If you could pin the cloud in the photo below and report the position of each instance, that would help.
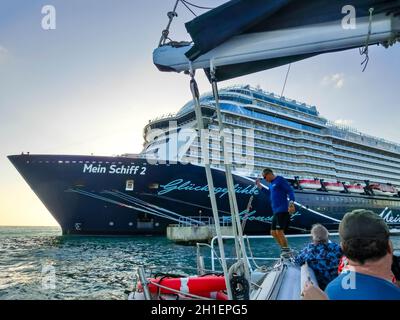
(344, 122)
(336, 80)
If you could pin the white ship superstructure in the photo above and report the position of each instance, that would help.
(290, 137)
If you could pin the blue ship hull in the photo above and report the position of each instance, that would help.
(91, 195)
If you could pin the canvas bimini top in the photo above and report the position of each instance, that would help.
(246, 36)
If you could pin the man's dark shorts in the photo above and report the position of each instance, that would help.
(280, 221)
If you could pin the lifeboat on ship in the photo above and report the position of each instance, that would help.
(355, 188)
(312, 184)
(208, 286)
(334, 186)
(383, 189)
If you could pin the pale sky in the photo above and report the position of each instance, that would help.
(90, 86)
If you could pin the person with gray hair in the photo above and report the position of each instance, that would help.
(321, 255)
(319, 234)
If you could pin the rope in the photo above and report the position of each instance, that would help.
(187, 7)
(171, 15)
(196, 6)
(365, 49)
(287, 75)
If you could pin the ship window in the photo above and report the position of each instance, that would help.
(129, 186)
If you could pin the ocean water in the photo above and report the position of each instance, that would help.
(40, 263)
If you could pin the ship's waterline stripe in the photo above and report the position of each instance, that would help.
(149, 206)
(95, 196)
(297, 203)
(300, 205)
(182, 185)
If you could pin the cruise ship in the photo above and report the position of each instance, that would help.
(332, 168)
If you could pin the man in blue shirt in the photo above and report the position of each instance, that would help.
(322, 256)
(280, 191)
(365, 242)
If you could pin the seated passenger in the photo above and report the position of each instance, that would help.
(321, 255)
(365, 242)
(344, 267)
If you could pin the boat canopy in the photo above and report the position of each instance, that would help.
(246, 36)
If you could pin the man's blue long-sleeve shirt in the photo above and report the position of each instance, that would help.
(280, 190)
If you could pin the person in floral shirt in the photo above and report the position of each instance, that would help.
(322, 256)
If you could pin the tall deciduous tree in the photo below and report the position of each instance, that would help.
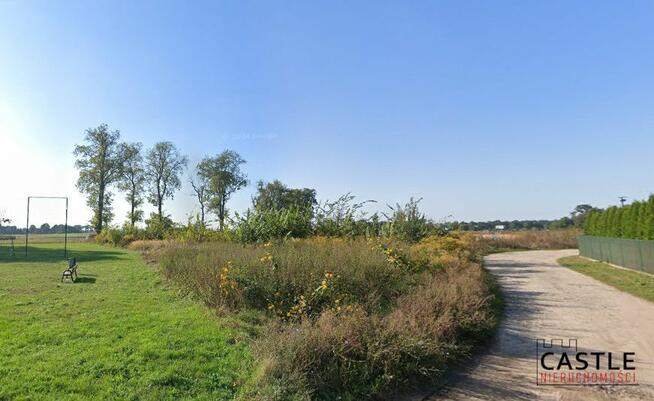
(277, 196)
(99, 162)
(224, 176)
(200, 187)
(133, 180)
(164, 166)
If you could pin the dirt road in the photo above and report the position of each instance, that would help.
(544, 300)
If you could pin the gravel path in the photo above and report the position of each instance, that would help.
(544, 300)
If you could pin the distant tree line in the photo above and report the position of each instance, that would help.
(635, 221)
(576, 219)
(106, 164)
(46, 229)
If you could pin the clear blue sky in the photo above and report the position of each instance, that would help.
(508, 110)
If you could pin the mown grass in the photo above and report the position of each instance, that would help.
(632, 282)
(116, 334)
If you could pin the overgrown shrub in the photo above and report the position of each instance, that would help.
(348, 319)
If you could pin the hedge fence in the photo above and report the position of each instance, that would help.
(634, 221)
(632, 253)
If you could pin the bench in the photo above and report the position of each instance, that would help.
(71, 271)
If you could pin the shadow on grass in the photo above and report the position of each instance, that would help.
(85, 280)
(42, 254)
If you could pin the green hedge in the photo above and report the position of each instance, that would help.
(634, 221)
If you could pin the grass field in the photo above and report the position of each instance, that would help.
(117, 334)
(632, 282)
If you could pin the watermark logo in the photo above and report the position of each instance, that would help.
(562, 362)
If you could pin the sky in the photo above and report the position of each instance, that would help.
(485, 110)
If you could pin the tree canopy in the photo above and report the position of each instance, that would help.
(100, 164)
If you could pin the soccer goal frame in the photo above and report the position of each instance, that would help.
(27, 225)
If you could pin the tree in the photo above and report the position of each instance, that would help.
(224, 177)
(200, 187)
(3, 218)
(133, 180)
(99, 162)
(277, 196)
(164, 165)
(580, 213)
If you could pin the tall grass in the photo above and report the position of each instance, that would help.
(347, 319)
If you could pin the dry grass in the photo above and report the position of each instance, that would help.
(532, 239)
(348, 319)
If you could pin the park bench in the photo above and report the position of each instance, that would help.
(71, 271)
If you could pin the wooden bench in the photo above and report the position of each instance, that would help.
(71, 271)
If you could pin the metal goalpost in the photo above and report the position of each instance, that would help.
(27, 225)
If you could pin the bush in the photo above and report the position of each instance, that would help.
(358, 355)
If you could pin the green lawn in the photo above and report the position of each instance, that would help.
(633, 282)
(117, 334)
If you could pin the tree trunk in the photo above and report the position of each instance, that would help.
(100, 211)
(132, 217)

** The task **
Copy out all of the data above, swapping each "report the position of each instance" for "give the coordinates of every instance" and keeping everything else unchanged. Leave the pictures out.

** Result **
If you could pin the cloud in the photo below and give the coordinates of every instance, that would help.
(344, 122)
(336, 80)
If you could pin the white ship superstructure in the photo above and give the coordinates of every instance, that would help.
(290, 137)
If you could pin the blue ship hull in the photo above and give the coordinates of every instance, that would help.
(91, 195)
If you could pin the canvas bimini top in the photo above and give the coordinates of every instance, that would help.
(246, 36)
If you could pin the man's dark shorts in the photo above and give the coordinates of every instance, that would help.
(280, 221)
If you could pin the lifeboat on ship in the photo above and give the coordinates of every instance, that would help.
(355, 188)
(312, 184)
(208, 286)
(334, 186)
(383, 189)
If you could pin the pale sky in the photo above and give the coordinates of every instance, that would help.
(90, 86)
If you could pin the person with gray hair in the photo above and give the coordinates of every instance, that would help.
(321, 255)
(319, 234)
If you could pin the rope in the photo above and give the coordinates of every instance, that would help.
(187, 7)
(171, 15)
(196, 6)
(365, 49)
(287, 75)
If you could pin the ship window in the photo above and give the coordinates of every instance, that would help.
(129, 186)
If you could pin the ocean water in the photo above and give the coordinates of every instance, that would help.
(40, 263)
If you could pin the ship's waterline stripe in the photo above and give the coordinates of every instance, that would help.
(149, 206)
(95, 196)
(297, 203)
(300, 205)
(182, 185)
If you could pin the cruise ship in the photo above and give the coordinates of every instance, that would help.
(332, 168)
If you could pin the man in blue shirt in the photo above and give the coordinates of every instance, that would help.
(322, 256)
(280, 191)
(365, 242)
If you could pin the seated passenger in the photo above and give the coordinates of every instance, that would help.
(321, 255)
(365, 242)
(344, 267)
If you could pin the boat canopy in the photo above and give the coordinates of every instance, that would help.
(246, 36)
If you could pin the man's blue long-sleeve shirt in the photo above and give the coordinates of every instance, that would help.
(280, 190)
If you could pin the person in floral shirt in the photo above and give the coordinates of every instance, that would help.
(322, 256)
If you could pin the tall deciduous tree in the photo below and give the coordinates of every instance, that would help.
(277, 196)
(99, 162)
(224, 176)
(200, 187)
(133, 180)
(164, 166)
If you could pin the dirt road in the photo above and give the coordinates of every instance, that would help.
(544, 300)
If you could pin the gravel path in the photo above and give the coordinates of every instance, that would help.
(544, 300)
If you could pin the distant tree line in the photo above and give the coordinates of every instance, that would help.
(635, 221)
(576, 219)
(106, 164)
(46, 229)
If you could pin the clear blue sky in the photo above and give the coordinates of every instance, that would help.
(508, 110)
If you could pin the mown grass in the photo above and give the coordinates of every instance, that would help.
(632, 282)
(116, 334)
If you could pin the overgrown shrub in the photo above and give the coordinates of every instance, that would help.
(348, 319)
If you could pin the hedge fence in the photo above and give the coordinates of every instance, that would help.
(634, 221)
(632, 253)
If you could pin the bench in the photo above and give the coordinates of every instance, that would help.
(71, 271)
If you could pin the shadow on grass in the photo above and give the coordinates of every instance, that would help.
(85, 280)
(42, 254)
If you could pin the green hedge in the photo above and give the coordinates of every instance, that would help.
(634, 221)
If you could pin the grass field in the photo above and give the coordinates of every instance, that would help.
(117, 334)
(632, 282)
If you could pin the watermark logo in the photo above and give the coordinates of every instance, that would help.
(562, 362)
If you could pin the sky in the photo above and give the coordinates of every instance, that would help.
(485, 110)
If you could pin the tree canopy in the photo above and give the coordinates of every instance, that would help.
(100, 164)
If you could pin the soccer goal frame in the photo above and give the coordinates of every instance, that would help.
(27, 225)
If you could pin the tree in the photo above and give the coordinates of every instance, that would help.
(224, 177)
(200, 187)
(3, 218)
(133, 180)
(99, 162)
(277, 196)
(164, 165)
(580, 213)
If you could pin the tall grass in the photo above and give the coordinates of every instance, that would help.
(347, 319)
If you could pin the dry grass in the photo above and give the coordinates of every instance, that would help.
(532, 239)
(348, 319)
If you could pin the park bench in the photo above and give the coordinates of every instance, that would help.
(71, 271)
If you could pin the wooden bench in the photo above and give the coordinates of every instance, that would help.
(71, 271)
If you could pin the metal goalpost in the photo above and give the coordinates of every instance, that would help.
(27, 225)
If you could pin the bush in the photo above and give the coordinates of every instance, that would help.
(358, 355)
If you could pin the green lawn in the photo above and give the coordinates of every instance, that would help.
(633, 282)
(117, 334)
If you could pin the tree trunk in the photo above and give the coordinates of every instance, that would help.
(100, 211)
(132, 217)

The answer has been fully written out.